- **WHAT YOU WILL DO**:
Convert the lines of the listing below, from the line containing "draw the outline of the leafy" through the line containing "L 53 41 L 64", both included, into a JSON list of strings with one string per line, leaving out blank lines.
----
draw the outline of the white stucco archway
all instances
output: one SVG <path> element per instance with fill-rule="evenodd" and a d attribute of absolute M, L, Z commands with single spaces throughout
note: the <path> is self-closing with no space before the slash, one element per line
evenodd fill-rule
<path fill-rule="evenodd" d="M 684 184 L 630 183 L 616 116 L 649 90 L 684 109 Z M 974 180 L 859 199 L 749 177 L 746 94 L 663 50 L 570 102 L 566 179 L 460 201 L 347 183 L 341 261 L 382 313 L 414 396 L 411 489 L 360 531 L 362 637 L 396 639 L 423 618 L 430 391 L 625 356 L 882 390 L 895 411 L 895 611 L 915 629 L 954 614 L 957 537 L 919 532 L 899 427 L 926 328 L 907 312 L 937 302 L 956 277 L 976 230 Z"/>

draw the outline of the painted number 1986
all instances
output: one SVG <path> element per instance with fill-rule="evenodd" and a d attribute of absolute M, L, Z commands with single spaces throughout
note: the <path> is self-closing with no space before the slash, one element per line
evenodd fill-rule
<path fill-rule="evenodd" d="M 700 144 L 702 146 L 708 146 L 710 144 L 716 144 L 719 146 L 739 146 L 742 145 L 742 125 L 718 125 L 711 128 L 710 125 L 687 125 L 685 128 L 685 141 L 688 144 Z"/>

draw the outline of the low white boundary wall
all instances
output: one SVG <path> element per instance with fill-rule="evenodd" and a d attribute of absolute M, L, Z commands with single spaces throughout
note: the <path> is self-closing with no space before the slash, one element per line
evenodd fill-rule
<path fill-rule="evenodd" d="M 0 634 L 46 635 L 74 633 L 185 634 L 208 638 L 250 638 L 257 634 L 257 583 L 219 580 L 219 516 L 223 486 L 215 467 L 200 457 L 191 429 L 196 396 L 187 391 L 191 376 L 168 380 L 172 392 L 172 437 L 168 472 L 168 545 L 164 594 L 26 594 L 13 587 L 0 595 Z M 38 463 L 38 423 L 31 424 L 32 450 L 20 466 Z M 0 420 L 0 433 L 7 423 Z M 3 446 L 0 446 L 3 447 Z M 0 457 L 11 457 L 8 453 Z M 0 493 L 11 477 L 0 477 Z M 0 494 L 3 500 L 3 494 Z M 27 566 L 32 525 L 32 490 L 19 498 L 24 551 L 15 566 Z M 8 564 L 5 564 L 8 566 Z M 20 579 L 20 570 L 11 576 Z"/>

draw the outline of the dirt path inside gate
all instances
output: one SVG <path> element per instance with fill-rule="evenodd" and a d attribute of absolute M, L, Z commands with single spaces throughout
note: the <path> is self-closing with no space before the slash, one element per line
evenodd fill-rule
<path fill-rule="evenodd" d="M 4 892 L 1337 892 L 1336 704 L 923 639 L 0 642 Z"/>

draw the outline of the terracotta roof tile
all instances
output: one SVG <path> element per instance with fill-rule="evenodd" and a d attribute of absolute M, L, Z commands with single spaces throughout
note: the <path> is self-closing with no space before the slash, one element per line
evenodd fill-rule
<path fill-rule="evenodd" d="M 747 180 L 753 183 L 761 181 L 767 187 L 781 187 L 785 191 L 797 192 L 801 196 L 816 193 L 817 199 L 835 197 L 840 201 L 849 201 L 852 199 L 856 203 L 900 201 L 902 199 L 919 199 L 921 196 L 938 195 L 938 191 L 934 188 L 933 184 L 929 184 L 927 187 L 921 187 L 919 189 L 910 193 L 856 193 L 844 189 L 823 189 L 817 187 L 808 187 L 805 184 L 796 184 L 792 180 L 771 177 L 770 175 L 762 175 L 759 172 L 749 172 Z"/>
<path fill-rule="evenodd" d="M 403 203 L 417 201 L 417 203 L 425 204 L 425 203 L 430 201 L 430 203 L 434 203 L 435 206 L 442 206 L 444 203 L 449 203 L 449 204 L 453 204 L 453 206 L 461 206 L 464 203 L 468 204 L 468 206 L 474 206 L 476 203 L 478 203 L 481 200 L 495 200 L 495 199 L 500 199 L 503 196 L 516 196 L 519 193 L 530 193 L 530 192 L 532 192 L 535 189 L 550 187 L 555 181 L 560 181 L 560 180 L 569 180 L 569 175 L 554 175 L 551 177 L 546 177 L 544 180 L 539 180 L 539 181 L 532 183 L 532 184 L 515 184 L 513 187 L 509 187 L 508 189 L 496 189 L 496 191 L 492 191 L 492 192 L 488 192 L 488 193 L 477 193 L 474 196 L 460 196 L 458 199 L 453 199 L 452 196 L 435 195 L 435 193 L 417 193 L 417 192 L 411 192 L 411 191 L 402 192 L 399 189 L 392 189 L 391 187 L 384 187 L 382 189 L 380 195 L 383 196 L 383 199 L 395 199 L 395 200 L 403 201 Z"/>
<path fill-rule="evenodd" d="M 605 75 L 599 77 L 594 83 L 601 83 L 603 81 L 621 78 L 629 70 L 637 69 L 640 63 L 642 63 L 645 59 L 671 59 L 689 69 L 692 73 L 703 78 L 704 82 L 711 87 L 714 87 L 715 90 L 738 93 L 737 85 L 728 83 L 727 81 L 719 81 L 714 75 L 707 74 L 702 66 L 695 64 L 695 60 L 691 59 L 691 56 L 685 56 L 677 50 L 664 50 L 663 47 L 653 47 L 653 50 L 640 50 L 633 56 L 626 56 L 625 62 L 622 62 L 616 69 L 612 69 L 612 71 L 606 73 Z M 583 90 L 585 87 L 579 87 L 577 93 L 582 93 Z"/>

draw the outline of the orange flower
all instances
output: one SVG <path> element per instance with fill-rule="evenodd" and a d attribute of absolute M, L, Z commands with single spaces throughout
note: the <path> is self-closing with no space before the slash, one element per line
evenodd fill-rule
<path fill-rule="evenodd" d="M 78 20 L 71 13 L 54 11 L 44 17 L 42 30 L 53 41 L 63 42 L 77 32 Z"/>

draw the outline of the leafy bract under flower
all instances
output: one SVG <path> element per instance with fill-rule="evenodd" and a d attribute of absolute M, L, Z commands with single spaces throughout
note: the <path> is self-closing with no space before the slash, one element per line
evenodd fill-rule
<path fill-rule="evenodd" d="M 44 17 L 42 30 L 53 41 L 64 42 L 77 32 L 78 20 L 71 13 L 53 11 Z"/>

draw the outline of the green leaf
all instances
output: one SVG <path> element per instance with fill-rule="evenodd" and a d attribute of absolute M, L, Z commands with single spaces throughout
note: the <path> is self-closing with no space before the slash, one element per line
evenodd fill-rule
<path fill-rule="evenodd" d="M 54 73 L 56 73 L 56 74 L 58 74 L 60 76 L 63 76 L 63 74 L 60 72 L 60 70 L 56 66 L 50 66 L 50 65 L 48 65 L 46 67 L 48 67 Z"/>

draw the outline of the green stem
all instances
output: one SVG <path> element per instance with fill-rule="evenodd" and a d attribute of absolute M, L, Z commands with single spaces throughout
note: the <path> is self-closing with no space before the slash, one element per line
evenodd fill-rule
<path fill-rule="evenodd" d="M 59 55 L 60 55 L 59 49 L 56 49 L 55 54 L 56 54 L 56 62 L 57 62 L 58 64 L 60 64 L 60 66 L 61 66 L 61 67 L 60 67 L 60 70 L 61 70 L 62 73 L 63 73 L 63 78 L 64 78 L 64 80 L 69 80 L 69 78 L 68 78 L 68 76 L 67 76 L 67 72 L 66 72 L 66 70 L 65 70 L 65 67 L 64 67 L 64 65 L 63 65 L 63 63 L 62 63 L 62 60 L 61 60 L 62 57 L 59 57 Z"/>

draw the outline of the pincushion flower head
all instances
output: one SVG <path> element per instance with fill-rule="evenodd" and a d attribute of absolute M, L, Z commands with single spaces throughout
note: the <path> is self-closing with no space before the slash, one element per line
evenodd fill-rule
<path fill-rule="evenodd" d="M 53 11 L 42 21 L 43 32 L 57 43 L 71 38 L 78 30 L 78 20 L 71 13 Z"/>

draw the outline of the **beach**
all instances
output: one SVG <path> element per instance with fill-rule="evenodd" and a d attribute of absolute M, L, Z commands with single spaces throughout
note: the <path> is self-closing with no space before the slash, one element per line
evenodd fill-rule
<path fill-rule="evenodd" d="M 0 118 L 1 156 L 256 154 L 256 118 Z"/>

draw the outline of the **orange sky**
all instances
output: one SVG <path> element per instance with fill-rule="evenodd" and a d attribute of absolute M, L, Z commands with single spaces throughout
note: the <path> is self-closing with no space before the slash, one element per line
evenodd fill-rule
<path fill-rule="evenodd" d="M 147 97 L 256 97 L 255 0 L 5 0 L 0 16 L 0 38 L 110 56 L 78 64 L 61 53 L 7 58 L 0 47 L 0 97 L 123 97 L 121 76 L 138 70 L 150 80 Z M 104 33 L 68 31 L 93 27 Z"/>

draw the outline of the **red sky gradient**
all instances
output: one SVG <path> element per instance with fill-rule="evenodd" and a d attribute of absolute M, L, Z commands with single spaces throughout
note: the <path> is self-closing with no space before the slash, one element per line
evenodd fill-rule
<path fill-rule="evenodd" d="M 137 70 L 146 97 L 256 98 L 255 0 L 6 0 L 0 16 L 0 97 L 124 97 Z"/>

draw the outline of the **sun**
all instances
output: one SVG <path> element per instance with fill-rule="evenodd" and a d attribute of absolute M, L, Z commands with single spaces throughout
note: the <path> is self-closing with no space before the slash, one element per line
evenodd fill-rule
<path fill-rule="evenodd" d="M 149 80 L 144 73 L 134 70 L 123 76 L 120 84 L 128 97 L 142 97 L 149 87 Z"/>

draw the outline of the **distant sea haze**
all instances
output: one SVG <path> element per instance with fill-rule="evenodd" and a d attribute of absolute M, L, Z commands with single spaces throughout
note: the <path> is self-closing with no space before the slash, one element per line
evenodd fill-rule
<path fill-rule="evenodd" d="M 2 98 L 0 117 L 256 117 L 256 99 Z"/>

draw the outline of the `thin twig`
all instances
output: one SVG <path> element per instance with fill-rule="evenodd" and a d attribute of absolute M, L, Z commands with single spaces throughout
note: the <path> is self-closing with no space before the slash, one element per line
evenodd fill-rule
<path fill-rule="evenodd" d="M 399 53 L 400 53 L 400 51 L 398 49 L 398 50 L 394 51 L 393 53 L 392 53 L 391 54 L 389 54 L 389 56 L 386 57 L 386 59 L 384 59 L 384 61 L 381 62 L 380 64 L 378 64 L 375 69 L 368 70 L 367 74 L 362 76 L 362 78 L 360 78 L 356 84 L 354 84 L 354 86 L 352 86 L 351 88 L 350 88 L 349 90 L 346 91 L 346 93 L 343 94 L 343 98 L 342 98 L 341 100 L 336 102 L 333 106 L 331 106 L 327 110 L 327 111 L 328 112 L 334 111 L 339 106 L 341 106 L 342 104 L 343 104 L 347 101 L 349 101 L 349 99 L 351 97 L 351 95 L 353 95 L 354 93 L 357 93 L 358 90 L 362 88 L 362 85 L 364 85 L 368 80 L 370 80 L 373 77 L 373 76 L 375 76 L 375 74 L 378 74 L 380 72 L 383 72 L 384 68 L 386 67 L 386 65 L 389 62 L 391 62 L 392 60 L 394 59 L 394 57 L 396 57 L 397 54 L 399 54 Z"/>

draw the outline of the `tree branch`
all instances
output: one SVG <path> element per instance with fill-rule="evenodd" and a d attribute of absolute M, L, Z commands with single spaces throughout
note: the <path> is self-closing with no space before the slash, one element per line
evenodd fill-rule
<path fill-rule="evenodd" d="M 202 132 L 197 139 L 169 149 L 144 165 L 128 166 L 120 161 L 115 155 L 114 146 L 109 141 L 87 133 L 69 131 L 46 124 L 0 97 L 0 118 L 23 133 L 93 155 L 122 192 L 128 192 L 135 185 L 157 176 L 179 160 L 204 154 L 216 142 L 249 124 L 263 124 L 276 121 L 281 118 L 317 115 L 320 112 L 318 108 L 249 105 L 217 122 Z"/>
----
- **EXERCISE RESULT**:
[
  "draw the outline of the leafy bract under flower",
  "all instances",
  "output: one SVG <path> element per instance with fill-rule=\"evenodd\" and a d attribute of absolute M, L, Z commands with single spaces throughout",
  "note: the <path> is self-closing with no space before the slash, one element per line",
  "evenodd fill-rule",
  "<path fill-rule=\"evenodd\" d=\"M 44 17 L 42 30 L 53 41 L 64 42 L 77 32 L 78 20 L 71 13 L 53 11 Z\"/>"
]